Passage provided ->
^^^^
Tech: Endomondo Adds Events Sharing
For all those Endomondo users who use the events feature of Endomondo to build a calendar of events for the year or period ahead: Sharing is now available. Endomondo launched the feature today.

I’m doing a half marathon in May 2011 – Broløbet 2011 – and in this post you’ll see that event shared on the right. Pretty nifty feature for those hosting events who want to build their own live event map. Endomondo also have a demo available on their blog. I think I might actually be running with a live Endomondo tracker during that race…

Now all we need is that race organizers start to see the potential of having a live map with adds around it hosted on infrastructure they can use for free. Sounds like a no-brainer!! The new feature even includes an option for spectators or participants to comment on the event.

Running the Hills of Luxembourg

We’re spending the weekend in Luxembourg and that’s always an excellent opportunity to experience hills and train a bit differently than normal. Today I went for a training in the hills around Grosbous, Luxembourg.

Started out going uphill without any warm-up, so I relaxed a bit before starting to work hard. In this area it’s up, down, up, down – never flat. Running here is excellent – I really like running in the forest. Even though there’s a road nearby, it’s quiet so all you hear is the sound of your feet hitting the ground; wet leaves sliding under your feet; small sticks snapping… It’s really cold – winter has certainly hit north-western Europe.

Suddenly while I was out running the silence was broken by … snow falling and hitting the leaves and branches around me. No sounds in the entire forest except my breath, my feet moving forward, and snow gently falling on the trees around me.

It was a hard run, and I was wondering if I was maybe getting a bit ill. At least until I checked the stats for the run. On any given run in Amsterdam I have an elevation gain of about 20-40 meters at the most. Today I did 210m in almost 10 kilometers.

If you want more detail you can have a look at my Garmin Connect run:

Equipment Series: Cold Legs?

One of the great things about triathlon is that you get to have loads of gadgets and stuff, which is just all about doing the sport. In this update I’ll talk about my most recent visit to sports retailer Decathlon and what I got out of that.

So, I had a gift card for Decathlon more than a year ago, but since I don’t pass the shop all that often and generally prefer spending my time on other things than hanging out in a store, I just hadn’t used it until now. I had a pair of winter running tights already, but now that the temperature is heading for 0 degrees Celsius on morning runs I will train with them so often that I need another pair to train in clean clothes – and I like that.

At Decathlon they usually don’thave much for me. Odd, as they have equipment for pretty much any sport. Seem they always just miss it. This time, though, they hit it spot on!

I found a pair of Kalenji running tights that are exactly right and tight in all the places they need to be tight. At the same time they’re really warm, so a run in 0 degrees celsius is no problem. At the same time the price seems lower that most premium brands efforts, and I can’t say that I find my premium tights all that much better than my cheaper Kalenji.

So far I’ve had two or three morning runs in my new Kalenji tights and all have been excellent!
^^^^
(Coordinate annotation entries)
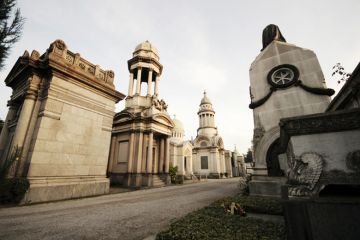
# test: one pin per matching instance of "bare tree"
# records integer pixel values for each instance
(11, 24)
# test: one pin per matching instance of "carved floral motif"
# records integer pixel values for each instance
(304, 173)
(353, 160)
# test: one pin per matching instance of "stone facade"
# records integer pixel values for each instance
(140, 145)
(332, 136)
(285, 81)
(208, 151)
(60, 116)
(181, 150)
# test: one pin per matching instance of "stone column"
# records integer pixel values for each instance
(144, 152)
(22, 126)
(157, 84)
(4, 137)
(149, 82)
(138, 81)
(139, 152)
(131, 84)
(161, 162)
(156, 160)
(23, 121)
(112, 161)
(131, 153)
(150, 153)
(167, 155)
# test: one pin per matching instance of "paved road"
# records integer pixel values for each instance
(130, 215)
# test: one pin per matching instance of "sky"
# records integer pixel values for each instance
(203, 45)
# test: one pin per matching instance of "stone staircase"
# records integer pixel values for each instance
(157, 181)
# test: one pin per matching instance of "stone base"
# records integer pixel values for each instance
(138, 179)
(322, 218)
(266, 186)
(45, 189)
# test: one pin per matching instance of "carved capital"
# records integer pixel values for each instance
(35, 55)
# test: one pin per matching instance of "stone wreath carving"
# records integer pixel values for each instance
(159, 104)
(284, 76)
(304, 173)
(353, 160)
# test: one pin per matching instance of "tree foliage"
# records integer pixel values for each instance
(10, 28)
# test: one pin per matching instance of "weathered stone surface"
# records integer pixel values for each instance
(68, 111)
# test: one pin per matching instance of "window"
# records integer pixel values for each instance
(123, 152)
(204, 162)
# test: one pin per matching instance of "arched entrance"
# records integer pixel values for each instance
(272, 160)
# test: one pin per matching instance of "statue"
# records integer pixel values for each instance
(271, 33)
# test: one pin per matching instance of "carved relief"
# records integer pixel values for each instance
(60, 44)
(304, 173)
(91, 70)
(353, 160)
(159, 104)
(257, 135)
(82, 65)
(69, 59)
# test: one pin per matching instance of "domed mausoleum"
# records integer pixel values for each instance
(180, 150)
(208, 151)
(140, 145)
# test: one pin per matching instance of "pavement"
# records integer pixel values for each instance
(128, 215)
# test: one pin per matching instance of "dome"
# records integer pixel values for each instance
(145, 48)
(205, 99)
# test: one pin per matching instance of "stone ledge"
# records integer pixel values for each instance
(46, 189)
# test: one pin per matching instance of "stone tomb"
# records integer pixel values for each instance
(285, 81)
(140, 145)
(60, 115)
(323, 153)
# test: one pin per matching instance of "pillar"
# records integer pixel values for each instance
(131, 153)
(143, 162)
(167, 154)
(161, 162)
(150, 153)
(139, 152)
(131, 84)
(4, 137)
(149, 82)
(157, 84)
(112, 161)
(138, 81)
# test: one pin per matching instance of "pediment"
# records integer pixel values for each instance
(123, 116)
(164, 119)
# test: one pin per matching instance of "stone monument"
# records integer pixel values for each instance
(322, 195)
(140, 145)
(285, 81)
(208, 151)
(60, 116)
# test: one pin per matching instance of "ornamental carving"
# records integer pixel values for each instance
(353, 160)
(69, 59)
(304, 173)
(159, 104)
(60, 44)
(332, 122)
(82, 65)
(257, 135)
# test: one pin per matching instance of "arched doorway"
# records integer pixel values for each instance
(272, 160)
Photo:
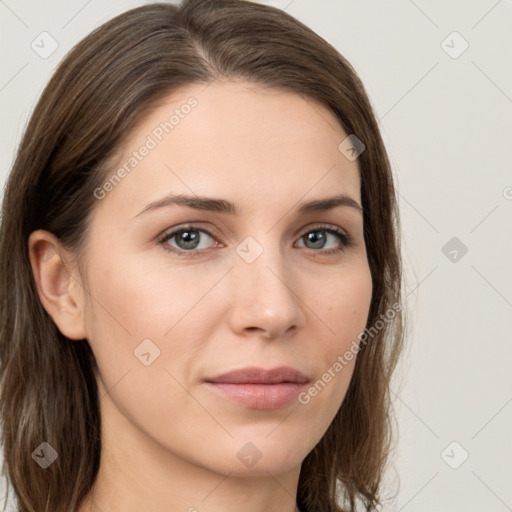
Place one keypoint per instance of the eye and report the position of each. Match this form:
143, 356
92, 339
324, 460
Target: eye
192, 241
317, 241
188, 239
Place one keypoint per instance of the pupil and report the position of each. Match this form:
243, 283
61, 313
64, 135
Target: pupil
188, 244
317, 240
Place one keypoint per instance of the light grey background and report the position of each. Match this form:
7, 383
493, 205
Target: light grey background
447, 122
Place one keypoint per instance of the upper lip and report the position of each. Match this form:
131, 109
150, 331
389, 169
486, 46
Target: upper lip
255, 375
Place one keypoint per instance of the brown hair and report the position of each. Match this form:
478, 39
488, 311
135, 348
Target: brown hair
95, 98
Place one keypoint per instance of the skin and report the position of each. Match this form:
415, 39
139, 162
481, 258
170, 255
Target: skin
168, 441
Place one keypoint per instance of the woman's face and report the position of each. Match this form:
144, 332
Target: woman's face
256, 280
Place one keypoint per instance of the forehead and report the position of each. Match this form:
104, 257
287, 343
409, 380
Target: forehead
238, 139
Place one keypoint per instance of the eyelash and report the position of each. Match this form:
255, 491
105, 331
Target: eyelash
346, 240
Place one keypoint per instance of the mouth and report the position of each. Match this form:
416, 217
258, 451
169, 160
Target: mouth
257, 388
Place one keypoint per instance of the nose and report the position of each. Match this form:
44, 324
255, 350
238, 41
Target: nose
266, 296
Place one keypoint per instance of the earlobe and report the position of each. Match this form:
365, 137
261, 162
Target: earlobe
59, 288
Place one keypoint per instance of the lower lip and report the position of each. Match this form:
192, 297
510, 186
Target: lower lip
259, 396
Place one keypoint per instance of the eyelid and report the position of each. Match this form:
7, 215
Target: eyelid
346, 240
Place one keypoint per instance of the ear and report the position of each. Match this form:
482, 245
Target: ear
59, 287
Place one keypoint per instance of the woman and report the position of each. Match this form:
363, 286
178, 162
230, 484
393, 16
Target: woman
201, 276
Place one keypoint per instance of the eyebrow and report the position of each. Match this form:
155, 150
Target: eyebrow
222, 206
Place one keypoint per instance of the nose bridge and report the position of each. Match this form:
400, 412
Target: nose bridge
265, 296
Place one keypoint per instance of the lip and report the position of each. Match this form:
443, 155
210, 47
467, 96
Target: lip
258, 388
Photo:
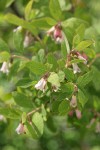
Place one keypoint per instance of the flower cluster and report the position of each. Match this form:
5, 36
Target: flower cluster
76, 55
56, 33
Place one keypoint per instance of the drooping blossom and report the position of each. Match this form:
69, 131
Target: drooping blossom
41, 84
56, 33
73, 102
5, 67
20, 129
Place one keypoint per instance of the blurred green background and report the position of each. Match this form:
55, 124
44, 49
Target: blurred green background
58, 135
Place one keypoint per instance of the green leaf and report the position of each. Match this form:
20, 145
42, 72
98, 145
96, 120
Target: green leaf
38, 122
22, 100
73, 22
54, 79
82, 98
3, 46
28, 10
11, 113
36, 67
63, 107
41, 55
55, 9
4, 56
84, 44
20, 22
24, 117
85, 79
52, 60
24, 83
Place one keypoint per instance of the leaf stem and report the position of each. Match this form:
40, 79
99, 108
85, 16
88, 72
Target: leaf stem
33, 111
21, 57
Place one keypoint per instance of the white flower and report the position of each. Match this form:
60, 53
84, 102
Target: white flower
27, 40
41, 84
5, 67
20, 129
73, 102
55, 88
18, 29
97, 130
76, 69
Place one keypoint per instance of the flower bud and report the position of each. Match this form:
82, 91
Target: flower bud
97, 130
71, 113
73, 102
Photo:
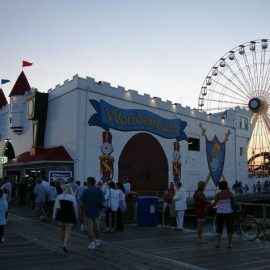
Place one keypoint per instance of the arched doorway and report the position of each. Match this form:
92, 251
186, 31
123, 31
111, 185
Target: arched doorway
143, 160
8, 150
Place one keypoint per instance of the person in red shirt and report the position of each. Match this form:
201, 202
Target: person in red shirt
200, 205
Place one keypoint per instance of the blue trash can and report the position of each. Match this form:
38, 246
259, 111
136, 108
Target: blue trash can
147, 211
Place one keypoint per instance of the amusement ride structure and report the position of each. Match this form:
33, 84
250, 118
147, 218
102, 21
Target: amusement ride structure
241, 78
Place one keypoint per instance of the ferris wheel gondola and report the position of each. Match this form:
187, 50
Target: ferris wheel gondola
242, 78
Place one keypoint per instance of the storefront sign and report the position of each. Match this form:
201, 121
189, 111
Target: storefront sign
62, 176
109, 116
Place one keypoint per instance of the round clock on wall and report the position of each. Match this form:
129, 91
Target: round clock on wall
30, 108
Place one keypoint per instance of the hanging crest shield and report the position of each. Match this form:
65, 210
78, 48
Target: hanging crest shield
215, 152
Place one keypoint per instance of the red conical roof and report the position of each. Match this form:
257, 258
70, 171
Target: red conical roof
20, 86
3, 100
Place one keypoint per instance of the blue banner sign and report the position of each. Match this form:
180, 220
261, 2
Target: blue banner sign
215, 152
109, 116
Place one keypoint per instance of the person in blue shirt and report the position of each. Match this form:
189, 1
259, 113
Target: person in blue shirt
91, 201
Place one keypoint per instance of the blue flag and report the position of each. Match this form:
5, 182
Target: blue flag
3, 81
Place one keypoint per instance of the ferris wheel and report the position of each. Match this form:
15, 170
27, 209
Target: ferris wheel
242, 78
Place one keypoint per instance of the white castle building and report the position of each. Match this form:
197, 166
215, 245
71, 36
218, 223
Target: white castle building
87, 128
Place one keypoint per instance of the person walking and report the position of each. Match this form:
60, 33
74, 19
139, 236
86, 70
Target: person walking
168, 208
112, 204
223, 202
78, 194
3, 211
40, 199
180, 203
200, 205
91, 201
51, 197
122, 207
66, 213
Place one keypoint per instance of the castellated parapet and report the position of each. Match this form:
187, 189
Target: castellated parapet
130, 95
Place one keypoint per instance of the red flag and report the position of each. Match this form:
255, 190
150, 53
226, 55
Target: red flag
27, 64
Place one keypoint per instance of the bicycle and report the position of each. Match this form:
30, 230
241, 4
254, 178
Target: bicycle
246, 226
^^^^
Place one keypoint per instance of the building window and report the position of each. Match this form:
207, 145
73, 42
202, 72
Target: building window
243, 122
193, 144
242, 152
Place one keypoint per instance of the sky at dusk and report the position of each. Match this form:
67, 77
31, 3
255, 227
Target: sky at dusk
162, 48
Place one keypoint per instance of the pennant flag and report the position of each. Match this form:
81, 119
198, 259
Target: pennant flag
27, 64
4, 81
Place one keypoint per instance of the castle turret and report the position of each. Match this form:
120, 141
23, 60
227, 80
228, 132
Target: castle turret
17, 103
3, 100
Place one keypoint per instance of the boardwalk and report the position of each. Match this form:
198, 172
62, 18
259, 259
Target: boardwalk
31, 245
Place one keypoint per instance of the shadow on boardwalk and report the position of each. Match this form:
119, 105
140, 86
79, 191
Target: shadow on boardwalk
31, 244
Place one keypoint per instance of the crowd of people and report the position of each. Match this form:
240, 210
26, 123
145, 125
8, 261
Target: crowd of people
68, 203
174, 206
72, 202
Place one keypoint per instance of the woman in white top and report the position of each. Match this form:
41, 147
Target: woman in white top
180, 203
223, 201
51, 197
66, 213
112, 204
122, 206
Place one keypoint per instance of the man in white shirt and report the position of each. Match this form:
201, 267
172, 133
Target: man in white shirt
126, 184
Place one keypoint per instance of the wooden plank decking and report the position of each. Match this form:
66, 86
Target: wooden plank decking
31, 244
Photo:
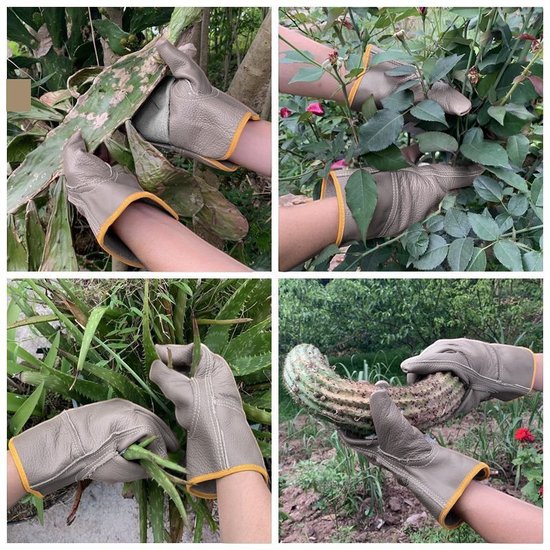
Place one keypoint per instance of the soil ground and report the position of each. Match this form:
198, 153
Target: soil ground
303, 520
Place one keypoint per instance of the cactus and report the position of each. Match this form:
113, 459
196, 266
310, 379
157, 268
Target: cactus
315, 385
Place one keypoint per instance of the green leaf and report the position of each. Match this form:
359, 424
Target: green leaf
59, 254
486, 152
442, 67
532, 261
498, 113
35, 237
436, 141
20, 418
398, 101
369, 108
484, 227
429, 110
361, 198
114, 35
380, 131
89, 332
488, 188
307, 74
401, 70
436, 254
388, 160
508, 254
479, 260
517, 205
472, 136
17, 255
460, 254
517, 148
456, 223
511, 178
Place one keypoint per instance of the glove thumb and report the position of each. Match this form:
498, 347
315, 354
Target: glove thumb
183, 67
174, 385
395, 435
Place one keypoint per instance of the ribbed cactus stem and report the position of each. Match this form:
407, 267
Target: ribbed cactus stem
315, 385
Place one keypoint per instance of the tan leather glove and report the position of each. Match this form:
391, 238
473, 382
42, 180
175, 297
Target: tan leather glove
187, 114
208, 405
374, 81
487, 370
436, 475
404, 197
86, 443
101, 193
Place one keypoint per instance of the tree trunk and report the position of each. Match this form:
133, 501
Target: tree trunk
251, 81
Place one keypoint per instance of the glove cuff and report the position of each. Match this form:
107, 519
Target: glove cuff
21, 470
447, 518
^^^^
Problems to solve ->
a. Extract every line of the records that contains the string "carved", treating uppercase and lowercase letters as distinct.
b. Take the running and triathlon blog text further, beginning after its final sentence.
The records bear no relation to the text.

Answers provided ->
a.
# test: one pin per matching instance of "carved floral motif"
# test: one pin per matching instance of "carved capital"
# test: one pin per matching instance of "carved relief"

b.
Swim practice

Just had a swim session at the local pool. Practiced another 2+ kilometers of crawl strokes and worked specifically on doing the stroke under water with the shoulder rather than the elbow – a problem I’ve had forever. Try to change a stroke from something you’ve done forever to something that’s different. Pretty difficult. At least I think so!

It will take many, many more kilometers before this has been practiced so much that my stroke is right. The question of whether it makes sense to put too much time into swimming starts popping up more and more frequently. A sprint triathlon is a 500m swim, 20km bike, and 5k run event. In olympic distance the percentage of swimming is slightly higher, but still it remains the smallest part of the event. In other words, it might make sense if I put more of my limited time into running and biking.

I’ll let you know later.

Intervals! That hurt! Saturday I went for a run with a colleague of mine. We decided to head out on a slightly shorter route, but instead of doing a steady pace we were to do 4 intervals of a kilometer with a kilometer to rest between intervals.

I include intervals in my training because they tend to be excellent at improving speed. Earlier this year I ran these intervals at close to 4 mins per kilometer, and ran my fastest 5K in 20:48 or something like that. It seems to me that if I can run three intervals close to goal pace, then I’ll only slip by 10-20 seconds over the race distance.

It’s been a while since I’ve done this! All year I’ve been aiming at doing sub 4-minute kilometers and have not really cracked it. That didn’t happen today either, but it feels like it’s not far off. The max speed was certainly high enough at 3:24 and during the very first set I actually decided to go a bit slower as I saw we were maintaining a 3:45 speed – which I knew I would be unable to sustain.

Sunday interval splits:
1km (warm-up): 5m:23s
2km (fast): 4m:02s
3km (recover): 5m:29s
4km (fast): 4m:10s
5km (recover): 5m:35s
6km (fast): 4m:20s
7km (recover): 5m:49s
8km (fast): 4m:31s
9km (recover and finish):  5m:41s

As you see, the intervals got slower as did the recoveries as we moved through them. It was a rough start to the afternoon, and I really enjoyed pushing it to the very limit. Besides this I tried to watch how Brett was doing with his Ironbaby and I took our daughter for a swim, which she absolutely loved. It just keeps getting better and better. It won’t be long before she’ll ask me to just stay away (*snik*). You can see the full workout to the right and here.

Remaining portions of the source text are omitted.